— START Stored rows —
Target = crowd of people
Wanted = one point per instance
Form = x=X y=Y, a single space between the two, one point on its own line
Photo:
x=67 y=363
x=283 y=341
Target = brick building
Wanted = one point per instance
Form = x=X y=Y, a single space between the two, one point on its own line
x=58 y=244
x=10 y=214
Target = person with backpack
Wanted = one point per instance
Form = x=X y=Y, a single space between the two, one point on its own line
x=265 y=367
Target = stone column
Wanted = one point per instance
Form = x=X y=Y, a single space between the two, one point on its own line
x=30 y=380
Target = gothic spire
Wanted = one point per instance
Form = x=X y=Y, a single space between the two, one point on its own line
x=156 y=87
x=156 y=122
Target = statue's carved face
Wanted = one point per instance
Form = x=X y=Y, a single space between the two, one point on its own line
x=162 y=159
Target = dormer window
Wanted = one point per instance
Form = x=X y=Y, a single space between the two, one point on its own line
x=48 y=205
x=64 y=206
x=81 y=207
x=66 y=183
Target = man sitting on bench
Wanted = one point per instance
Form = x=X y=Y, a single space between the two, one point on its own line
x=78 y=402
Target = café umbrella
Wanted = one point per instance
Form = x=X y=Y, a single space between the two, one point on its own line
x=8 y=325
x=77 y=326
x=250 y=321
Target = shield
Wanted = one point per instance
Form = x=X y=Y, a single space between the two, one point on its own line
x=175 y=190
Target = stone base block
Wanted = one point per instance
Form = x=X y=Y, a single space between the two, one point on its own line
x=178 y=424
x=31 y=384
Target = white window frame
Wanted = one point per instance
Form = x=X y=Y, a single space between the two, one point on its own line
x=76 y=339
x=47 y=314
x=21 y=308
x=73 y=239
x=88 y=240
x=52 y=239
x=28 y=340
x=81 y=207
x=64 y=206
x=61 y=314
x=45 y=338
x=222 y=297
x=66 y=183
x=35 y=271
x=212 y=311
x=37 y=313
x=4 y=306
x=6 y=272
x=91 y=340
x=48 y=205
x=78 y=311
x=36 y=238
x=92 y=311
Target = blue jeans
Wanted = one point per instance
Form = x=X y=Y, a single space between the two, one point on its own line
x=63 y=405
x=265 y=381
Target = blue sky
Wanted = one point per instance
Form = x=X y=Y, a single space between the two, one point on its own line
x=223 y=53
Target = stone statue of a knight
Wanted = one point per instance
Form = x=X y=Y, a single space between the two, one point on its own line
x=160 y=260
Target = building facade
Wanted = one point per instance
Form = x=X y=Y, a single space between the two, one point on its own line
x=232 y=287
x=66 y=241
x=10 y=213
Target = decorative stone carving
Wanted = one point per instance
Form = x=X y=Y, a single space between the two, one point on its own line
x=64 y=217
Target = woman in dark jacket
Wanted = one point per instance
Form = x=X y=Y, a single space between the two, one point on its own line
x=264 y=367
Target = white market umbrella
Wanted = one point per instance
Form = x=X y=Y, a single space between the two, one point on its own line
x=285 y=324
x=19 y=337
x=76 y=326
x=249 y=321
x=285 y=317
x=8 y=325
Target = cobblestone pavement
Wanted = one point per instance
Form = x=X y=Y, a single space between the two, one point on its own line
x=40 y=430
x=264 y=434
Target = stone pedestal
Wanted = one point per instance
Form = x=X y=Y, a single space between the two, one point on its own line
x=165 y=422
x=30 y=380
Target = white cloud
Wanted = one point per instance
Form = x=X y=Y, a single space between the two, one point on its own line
— END Stored rows —
Please rewrite the listing starting with the line containing "Target = dormer window" and going on through the line containing "x=160 y=260", replacing "Target" with "Label" and leaving everything else unchanged.

Label = dormer window
Wanted = one point per instance
Form = x=X y=Y, a single space between the two, one point on its own line
x=48 y=205
x=64 y=206
x=81 y=207
x=66 y=183
Label = man sitting on bench
Wanted = one point per instance
Form = x=X y=Y, a single space between the two, one point on its own line
x=78 y=402
Label = café umbrella
Wanted = one point per instance
Form = x=X y=Y, a single space between the two, one point on its own line
x=8 y=325
x=77 y=326
x=250 y=321
Label = shield
Wanted = one point per instance
Form = x=X y=Y, a single space between the two, one point on its own line
x=175 y=190
Label = stone base block
Wanted = one point per instance
Form = x=X y=Y, a single space between the two, one point on its own line
x=178 y=424
x=31 y=384
Label = white window frame
Wanted = one point per instance
Form = x=X y=Y, a single space between the two, one point on its own line
x=76 y=339
x=47 y=314
x=21 y=308
x=73 y=239
x=88 y=240
x=52 y=239
x=28 y=340
x=81 y=207
x=64 y=206
x=61 y=314
x=45 y=338
x=222 y=297
x=66 y=183
x=35 y=271
x=212 y=311
x=37 y=313
x=4 y=306
x=6 y=272
x=91 y=340
x=48 y=205
x=78 y=311
x=36 y=238
x=92 y=311
Label = blue jeans
Wanted = one point per instance
Form = x=X y=Y, a single space between the two, one point on its own line
x=63 y=405
x=265 y=381
Label = blue sky
Wanted = one point per instance
Form = x=X y=Y, a single space between the two, one point on its own line
x=223 y=53
Label = stone statue of a knight
Wanted = one point per instance
Form = x=X y=Y, a single space between the two, one point on its own line
x=160 y=260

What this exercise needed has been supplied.